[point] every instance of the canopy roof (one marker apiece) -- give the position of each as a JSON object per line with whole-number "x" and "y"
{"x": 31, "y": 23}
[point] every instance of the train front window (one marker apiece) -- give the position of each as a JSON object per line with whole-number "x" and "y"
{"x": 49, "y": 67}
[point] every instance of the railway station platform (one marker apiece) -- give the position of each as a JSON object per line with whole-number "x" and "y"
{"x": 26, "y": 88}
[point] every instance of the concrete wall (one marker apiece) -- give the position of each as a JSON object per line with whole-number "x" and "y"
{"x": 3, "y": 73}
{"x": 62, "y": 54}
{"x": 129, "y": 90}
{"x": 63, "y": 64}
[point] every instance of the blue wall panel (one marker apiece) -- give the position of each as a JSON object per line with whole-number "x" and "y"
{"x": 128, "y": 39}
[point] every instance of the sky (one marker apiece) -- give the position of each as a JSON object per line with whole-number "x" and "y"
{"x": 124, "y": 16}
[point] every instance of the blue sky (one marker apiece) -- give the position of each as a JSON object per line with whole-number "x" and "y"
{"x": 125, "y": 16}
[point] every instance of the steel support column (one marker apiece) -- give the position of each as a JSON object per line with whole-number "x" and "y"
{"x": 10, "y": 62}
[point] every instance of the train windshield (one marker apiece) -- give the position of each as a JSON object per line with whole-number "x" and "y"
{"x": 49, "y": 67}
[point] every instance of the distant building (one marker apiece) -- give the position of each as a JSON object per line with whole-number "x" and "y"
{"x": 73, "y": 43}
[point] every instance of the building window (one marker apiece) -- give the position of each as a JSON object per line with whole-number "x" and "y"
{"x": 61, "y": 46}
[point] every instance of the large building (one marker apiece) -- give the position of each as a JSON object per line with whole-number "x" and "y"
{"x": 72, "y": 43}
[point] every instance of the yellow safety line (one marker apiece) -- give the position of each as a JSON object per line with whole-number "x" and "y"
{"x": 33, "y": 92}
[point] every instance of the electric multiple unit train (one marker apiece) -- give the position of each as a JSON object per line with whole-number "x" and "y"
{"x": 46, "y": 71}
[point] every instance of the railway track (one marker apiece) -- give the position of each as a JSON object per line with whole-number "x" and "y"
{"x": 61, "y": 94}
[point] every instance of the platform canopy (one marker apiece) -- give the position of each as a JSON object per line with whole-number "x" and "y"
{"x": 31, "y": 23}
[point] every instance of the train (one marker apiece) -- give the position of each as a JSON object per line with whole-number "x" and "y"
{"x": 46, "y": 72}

- - -

**WHAT YOU HAVE TO DO:** Your answer should be exactly the lines of the material above, starting at the one that holds "[point] every instance of the train (one" and ending with the last.

**TASK RESPONSE:**
[point] every instance of the train (one marker apiece) -- give the position of each as a JSON object per line with whole-number "x" and "y"
{"x": 46, "y": 72}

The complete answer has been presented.